To be done: Format the records below as a Markdown table with two columns, "Index" for the row number and "Entry" for the line. Skip blank lines and leave out the pictures.
** Start Task inputs **
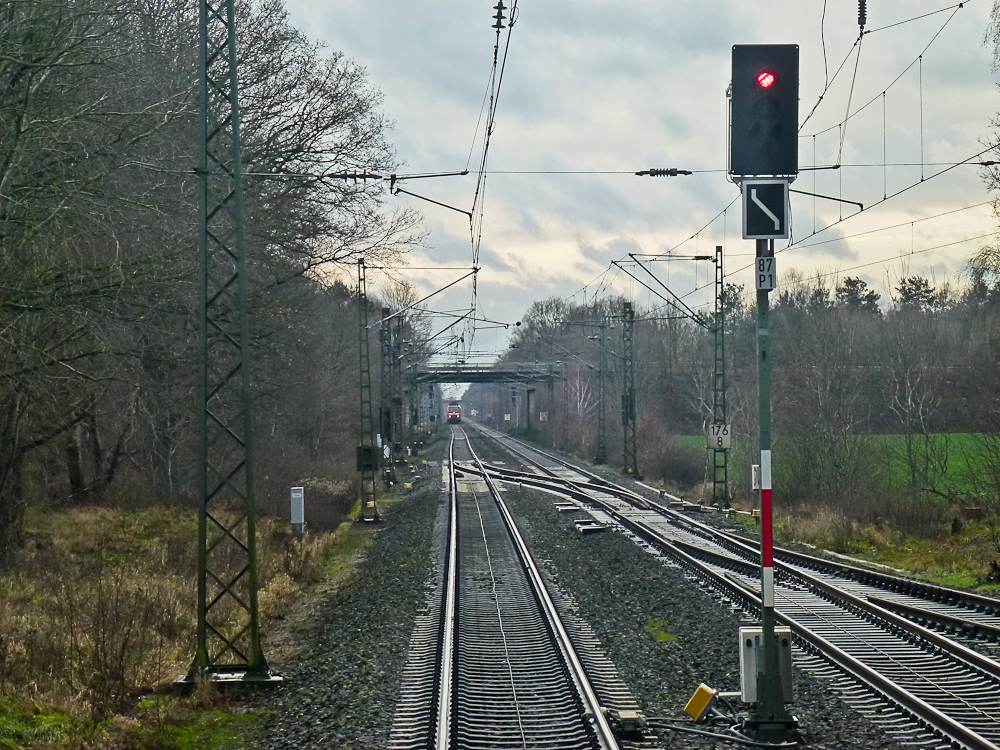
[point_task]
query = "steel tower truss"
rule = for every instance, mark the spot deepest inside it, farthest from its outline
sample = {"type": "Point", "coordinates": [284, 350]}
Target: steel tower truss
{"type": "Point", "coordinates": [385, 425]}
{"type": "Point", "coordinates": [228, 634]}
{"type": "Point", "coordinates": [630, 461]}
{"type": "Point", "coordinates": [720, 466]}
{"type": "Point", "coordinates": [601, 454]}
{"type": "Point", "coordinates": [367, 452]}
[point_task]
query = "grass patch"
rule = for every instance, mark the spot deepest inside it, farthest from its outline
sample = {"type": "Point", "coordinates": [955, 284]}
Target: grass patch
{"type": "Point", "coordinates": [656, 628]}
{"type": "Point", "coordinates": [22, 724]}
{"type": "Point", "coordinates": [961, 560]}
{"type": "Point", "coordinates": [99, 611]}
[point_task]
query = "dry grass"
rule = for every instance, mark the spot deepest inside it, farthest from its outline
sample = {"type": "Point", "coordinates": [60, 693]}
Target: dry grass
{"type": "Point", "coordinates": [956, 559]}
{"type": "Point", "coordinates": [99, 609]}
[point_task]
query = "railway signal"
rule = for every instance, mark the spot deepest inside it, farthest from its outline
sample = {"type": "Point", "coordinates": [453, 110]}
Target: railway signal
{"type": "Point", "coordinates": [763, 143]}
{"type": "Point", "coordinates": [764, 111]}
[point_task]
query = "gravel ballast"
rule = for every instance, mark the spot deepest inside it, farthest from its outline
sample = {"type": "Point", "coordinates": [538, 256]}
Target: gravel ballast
** End Task inputs **
Output for this exercise:
| Index | Entry |
|---|---|
| 1 | [point_task] |
| 2 | query = "steel tower truss" |
| 3 | rule = for every instance, mark the spot deepest inside it, farthest from its outline |
| 4 | sample = {"type": "Point", "coordinates": [284, 350]} |
| 5 | Target: steel tower truss |
| 6 | {"type": "Point", "coordinates": [385, 425]} |
| 7 | {"type": "Point", "coordinates": [228, 634]} |
| 8 | {"type": "Point", "coordinates": [630, 461]} |
| 9 | {"type": "Point", "coordinates": [720, 466]} |
| 10 | {"type": "Point", "coordinates": [601, 454]} |
| 11 | {"type": "Point", "coordinates": [367, 452]} |
| 12 | [point_task] |
| 13 | query = "grass patch" |
| 14 | rule = for every instance, mark the spot deepest inside it, farthest from its outline |
| 15 | sample = {"type": "Point", "coordinates": [955, 284]} |
| 16 | Target: grass patch |
| 17 | {"type": "Point", "coordinates": [656, 628]} |
| 18 | {"type": "Point", "coordinates": [22, 724]} |
| 19 | {"type": "Point", "coordinates": [961, 560]} |
| 20 | {"type": "Point", "coordinates": [99, 611]} |
| 21 | [point_task] |
| 22 | query = "dry grass" |
| 23 | rule = for every instance, mark the spot deepest inside it, farthest from its outline |
| 24 | sample = {"type": "Point", "coordinates": [60, 693]} |
| 25 | Target: dry grass |
| 26 | {"type": "Point", "coordinates": [956, 559]} |
| 27 | {"type": "Point", "coordinates": [99, 609]} |
| 28 | [point_task] |
| 29 | query = "railway signal" |
| 30 | rule = for every instance, mark the spot deepest inside it, farthest from its outline |
| 31 | sample = {"type": "Point", "coordinates": [453, 110]} |
| 32 | Target: railway signal |
| 33 | {"type": "Point", "coordinates": [763, 143]} |
| 34 | {"type": "Point", "coordinates": [764, 111]} |
| 35 | [point_task] |
| 36 | query = "gravel ballast" |
| 37 | rule = for every instance, mark the spot deepest inside it, farthest from its outline |
| 38 | sample = {"type": "Point", "coordinates": [538, 256]} |
| 39 | Target: gravel ballast |